**Directions:**
Rescale the data from its start through the line containing "(1260, 687)", both included, reproducing every line with the requests unchanged and with each point coordinate multiplied by 2.5 and rounded to a whole number, halves rounded up.

**Exercise materials:**
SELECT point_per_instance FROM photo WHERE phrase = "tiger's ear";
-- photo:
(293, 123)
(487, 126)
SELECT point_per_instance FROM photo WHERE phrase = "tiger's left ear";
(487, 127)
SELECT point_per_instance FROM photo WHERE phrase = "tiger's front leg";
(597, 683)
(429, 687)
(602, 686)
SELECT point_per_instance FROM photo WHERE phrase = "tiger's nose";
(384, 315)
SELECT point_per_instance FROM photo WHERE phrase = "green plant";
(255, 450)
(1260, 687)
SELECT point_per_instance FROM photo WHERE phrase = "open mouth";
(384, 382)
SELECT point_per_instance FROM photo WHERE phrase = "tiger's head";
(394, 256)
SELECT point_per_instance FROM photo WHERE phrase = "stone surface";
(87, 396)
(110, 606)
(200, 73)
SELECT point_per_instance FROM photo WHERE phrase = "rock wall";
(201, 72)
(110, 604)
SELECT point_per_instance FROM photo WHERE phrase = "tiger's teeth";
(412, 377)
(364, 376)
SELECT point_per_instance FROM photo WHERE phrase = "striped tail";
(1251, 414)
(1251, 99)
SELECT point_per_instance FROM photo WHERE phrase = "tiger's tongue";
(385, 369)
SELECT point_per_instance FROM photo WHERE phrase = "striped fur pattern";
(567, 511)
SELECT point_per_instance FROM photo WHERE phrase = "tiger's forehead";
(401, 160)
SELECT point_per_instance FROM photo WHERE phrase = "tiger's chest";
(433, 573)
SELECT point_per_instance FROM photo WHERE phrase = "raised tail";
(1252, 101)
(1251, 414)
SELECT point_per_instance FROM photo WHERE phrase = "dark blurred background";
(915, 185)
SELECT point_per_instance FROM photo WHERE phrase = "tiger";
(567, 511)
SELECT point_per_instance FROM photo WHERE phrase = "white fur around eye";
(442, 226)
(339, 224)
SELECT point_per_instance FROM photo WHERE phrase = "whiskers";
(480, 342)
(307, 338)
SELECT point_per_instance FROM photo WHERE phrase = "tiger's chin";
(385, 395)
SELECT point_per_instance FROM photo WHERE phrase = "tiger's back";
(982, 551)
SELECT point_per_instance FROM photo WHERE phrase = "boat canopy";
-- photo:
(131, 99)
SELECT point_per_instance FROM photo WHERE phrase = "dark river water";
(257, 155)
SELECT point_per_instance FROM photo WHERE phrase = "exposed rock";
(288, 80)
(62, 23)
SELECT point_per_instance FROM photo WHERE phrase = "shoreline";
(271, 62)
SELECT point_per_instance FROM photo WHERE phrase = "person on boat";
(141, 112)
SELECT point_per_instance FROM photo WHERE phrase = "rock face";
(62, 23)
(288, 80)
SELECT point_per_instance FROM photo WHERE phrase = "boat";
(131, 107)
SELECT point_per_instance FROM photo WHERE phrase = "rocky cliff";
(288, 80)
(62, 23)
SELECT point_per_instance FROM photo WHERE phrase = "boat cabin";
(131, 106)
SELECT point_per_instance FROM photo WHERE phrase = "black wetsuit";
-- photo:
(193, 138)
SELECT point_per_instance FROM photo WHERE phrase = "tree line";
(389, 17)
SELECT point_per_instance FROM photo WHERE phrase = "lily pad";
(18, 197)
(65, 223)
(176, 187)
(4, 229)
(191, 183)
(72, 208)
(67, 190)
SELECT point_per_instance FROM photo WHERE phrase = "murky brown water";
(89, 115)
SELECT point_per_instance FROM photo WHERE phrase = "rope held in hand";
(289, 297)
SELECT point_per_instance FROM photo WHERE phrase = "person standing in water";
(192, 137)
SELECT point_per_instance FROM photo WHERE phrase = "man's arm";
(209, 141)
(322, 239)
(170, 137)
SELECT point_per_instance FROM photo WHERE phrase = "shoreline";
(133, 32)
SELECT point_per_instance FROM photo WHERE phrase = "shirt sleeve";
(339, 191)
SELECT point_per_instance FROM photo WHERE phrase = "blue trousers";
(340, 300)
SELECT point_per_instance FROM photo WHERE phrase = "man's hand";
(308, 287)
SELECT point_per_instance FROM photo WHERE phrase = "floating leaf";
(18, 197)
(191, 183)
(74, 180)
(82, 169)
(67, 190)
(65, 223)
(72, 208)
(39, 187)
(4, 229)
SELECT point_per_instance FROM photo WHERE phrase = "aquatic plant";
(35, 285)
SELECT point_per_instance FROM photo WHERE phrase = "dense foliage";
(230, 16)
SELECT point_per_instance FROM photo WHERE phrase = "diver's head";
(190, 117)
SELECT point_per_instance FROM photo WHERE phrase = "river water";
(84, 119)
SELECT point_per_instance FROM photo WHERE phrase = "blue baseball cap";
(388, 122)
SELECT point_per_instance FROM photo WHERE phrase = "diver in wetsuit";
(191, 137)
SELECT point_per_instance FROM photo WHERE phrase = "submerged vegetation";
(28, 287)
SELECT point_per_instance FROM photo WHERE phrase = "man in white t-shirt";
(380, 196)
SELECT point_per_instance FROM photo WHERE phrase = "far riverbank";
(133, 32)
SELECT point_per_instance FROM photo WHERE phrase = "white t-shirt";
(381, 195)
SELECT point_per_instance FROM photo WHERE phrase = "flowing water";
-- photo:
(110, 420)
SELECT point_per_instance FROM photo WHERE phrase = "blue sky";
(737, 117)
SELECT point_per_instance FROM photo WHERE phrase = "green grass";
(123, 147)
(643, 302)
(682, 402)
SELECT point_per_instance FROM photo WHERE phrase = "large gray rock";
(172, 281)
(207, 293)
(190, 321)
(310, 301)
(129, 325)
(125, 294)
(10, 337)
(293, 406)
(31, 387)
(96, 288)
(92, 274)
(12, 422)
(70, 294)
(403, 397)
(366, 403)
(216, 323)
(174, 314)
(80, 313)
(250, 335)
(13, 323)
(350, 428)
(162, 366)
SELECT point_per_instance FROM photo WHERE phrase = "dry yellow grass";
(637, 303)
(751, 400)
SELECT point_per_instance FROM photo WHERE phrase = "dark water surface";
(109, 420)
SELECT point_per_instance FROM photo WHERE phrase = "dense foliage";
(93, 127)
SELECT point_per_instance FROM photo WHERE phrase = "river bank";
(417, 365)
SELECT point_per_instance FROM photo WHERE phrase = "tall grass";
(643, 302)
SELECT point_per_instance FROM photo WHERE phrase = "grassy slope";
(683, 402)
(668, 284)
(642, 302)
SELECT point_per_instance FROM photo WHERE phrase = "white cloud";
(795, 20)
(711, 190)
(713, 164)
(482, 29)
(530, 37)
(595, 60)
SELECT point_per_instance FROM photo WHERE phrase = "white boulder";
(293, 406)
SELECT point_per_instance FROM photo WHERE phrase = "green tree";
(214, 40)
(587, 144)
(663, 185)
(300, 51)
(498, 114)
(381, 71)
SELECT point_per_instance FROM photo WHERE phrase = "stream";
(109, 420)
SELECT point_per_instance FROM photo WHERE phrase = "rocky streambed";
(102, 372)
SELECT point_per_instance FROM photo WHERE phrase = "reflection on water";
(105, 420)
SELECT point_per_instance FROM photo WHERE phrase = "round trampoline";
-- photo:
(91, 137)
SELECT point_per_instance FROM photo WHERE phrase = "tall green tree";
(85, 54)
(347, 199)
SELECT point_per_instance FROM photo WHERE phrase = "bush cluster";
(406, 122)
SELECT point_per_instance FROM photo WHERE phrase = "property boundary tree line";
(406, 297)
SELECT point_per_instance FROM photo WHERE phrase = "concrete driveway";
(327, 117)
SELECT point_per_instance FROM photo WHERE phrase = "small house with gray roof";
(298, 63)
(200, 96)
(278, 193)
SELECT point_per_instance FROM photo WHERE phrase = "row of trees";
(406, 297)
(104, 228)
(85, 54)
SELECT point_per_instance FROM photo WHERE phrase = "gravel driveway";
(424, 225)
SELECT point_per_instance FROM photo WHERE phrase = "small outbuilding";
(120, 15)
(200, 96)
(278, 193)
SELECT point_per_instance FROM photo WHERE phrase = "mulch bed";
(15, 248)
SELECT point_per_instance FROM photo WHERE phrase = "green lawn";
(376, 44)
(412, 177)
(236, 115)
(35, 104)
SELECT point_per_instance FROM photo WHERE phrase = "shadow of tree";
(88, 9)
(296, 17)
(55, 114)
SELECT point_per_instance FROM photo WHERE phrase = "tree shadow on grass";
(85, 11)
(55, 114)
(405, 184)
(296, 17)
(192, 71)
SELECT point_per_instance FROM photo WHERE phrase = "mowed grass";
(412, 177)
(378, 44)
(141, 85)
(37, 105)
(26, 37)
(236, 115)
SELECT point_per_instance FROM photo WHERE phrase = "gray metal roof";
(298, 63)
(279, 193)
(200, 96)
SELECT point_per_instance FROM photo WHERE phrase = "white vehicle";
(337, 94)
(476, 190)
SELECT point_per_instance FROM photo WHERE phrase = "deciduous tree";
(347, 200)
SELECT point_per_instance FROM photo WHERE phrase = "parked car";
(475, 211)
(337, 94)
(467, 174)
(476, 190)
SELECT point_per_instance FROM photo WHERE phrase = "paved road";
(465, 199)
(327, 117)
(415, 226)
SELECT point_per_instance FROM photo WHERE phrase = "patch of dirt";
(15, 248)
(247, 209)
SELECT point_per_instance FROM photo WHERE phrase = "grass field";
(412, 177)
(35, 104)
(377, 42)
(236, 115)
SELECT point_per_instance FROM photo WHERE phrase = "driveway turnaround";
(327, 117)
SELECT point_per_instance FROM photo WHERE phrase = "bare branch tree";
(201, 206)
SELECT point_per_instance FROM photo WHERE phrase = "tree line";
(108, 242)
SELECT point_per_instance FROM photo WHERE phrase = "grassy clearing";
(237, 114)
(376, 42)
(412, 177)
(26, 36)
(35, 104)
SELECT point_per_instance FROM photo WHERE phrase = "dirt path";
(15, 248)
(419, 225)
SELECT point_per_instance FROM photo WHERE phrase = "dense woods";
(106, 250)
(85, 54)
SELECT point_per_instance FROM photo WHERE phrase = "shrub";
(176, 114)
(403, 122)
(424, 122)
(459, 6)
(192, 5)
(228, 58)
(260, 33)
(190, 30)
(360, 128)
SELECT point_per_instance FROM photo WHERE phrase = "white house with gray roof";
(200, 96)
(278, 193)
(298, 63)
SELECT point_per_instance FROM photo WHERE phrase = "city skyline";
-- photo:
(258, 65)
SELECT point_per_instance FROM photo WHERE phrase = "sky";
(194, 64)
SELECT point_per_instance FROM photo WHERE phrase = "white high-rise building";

**In response:**
SELECT point_per_instance FROM photo WHERE phrase = "tiger's ear";
-- photo:
(733, 308)
(1218, 315)
SELECT point_per_instance FROM photo WHERE phrase = "tiger's left ear";
(1218, 318)
SELECT point_per_instance FROM photo WHERE phrase = "tiger's front leg";
(1493, 1708)
(1073, 1718)
(1505, 1715)
SELECT point_per_instance FROM photo WHERE phrase = "tiger's nose";
(960, 788)
SELECT point_per_instance FROM photo WHERE phrase = "green plant";
(638, 1125)
(3150, 1718)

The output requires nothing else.